DOWNTOWN
NEWS
June
21, 2004
THEATER
REVIEW
By Rob Kendt
CONTRIBUTING
WRITER
It's not every play that explicitly spells out a staging
concept for a like-minded director--and not many productions that so
single-mindedly follow such a directive to the hilt.
But
when Song Liling (Alec Mapa), a Peking Opera diva who's lured French diplomat
Gallimard (Ayre Gross) into a longstanding affair, announces, "We're all
prisoners of our time and place," we get what director Chay Yew has done
to M Butterfly, David Henry Hwang's brilliant, penetrating 1988 examination of
gender, empire and identity. In the East West Players production that runs
through July 18, Yew has set the whole thing in a rusty, imposing prison (a
startling set by Yevgenia Nayberg) from which Gallimard spins his bittersweet
tale; a harsh all-clear Klaxon begins and ends each act (in John Zalewski's
tension-filled sound design), and our narrator spends the evening in drab,
loose regulation pyjamas, often backed by barred jail doors.
It's
a stark frame for the colorful and finely shaded story of Gallimard, a
nondescript Western functionary stationed in China in the late 1950s, and Song,
the carefully constructed persona of a young male actor. Unhappily married to a
priggish blonde (Shannon Holt), Gallimard drifts into an affair with Song--a
relationship so freighted with cultural confusions and master/servant dynamics
that Gallimard manages to believe he's found the submissive and solicitous
"perfect woman," even as he lets her lay down the rules of their
assignations. The main taboo, of course, is that "her" clothes never come
off.
Our
imagination is invited to fill in the rest and, in Hwang's most ambivalent and
sympathetic touch, to speculate searchingly about the ways emotions,
prejudices, even economics shape a thing so seemingly simple and biological as
sexuality. The cultural baggage we bring to sex may be what raises it from a
mere physical transaction to a more rarefied delight, but it's also what causes
the complications and misunderstandings, and allows for the most elaborate
self-deception.
Yew's
insistently oppressive design, unfortunately, gives the game away; even when we
want to be seduced along with Gallimard by the darkly thrilling world he
describes, there's that set glaring down at us, sneering: Dream on,
suckers--life is a prison.
While
this single set allows Yew and his actors to move the play along fleetly, with
disarming presentational asides that let us know it's all a story being told,
he hasn't solved some of its basic problems--he often strands actors on a
catwalk and has them traipse up and down visible stairs for exits and
entrances. The fetish-like frisson he seems to have intended, between forbidden
passions and a punishing environment, just doesn't spark off this cage-like
grid.

════════

» **Problem statement**
Continue the review of the East West Players production of M Butterfly, starting right after its last sentence.

» **Stored data**
════════

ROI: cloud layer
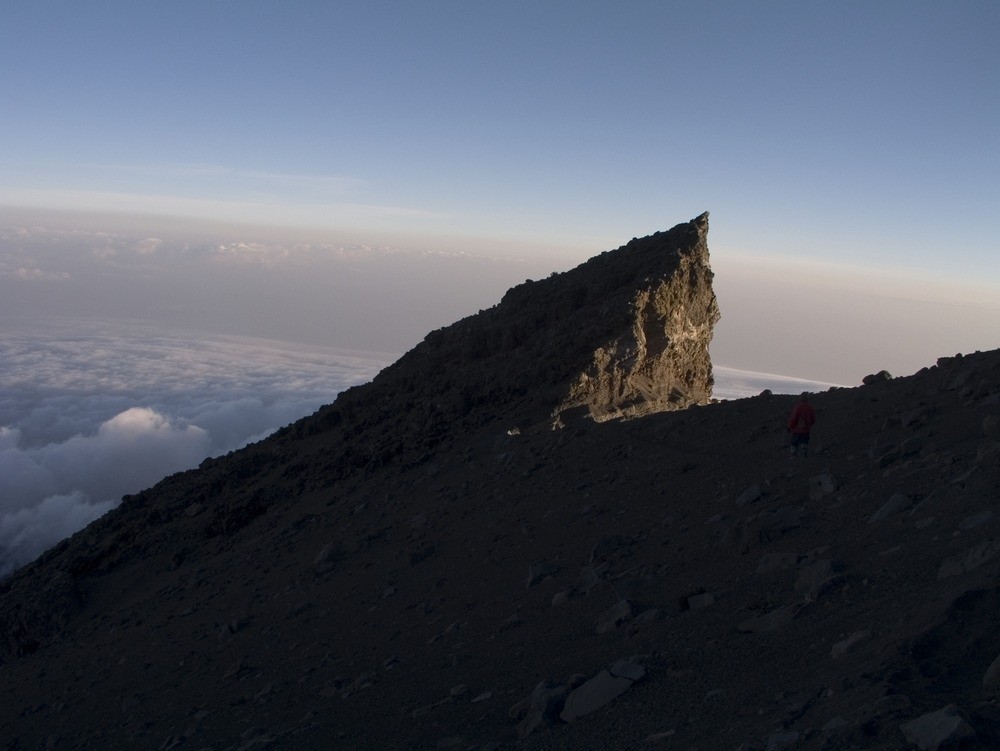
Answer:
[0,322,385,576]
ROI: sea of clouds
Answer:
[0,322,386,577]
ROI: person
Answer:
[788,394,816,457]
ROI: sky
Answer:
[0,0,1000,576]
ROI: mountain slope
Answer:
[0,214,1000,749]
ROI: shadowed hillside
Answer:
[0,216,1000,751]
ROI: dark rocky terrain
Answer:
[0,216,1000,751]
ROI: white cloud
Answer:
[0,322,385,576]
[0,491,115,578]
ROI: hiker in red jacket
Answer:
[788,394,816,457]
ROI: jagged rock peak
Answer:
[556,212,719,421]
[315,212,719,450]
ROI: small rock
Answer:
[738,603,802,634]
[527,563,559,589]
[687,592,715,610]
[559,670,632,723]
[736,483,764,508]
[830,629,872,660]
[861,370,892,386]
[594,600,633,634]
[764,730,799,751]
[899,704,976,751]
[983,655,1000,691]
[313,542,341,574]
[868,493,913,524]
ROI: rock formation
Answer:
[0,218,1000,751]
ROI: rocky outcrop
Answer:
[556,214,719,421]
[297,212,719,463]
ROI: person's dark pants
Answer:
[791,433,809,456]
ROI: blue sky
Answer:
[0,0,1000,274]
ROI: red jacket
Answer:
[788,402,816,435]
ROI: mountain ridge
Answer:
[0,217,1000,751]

════════

» **Task answer**
The
play really belongs to the actors, and Gross and Mapa do some absorbingly
subtle work as they trade the roles of suitor and prey. Gross may in fact be
too subtle--he's such a defeated nebbish that we don't quite feel the
exhilaration his peers see in him when hi is career and his affair are riding
high. His quiet, well-observed performance pays off, though, accumulating a
full measure of heartbreak by the end.
And
Mapa is otherworldly, almost frightening. He's hypnotic and daringly feisty in
full Song mode, and blisteringly blunt when stripped down to his swaggering
male self.
As
Gallimard's sourpuss wife, the brittle Holt is surprisingly moving, and as his
Alpha male ur-conscience, Erik Sorensen is pushing a bit, but the overall
effect is winning. Emily Kuroda turns in a bracing, fiery performance as Song's
mean-spirited Party liaison, and both Matthew Henerson, as Gallimard's blustery
boss, and Jennifer Rau, as an assertive young hottie, make quick, sly work of
their parts.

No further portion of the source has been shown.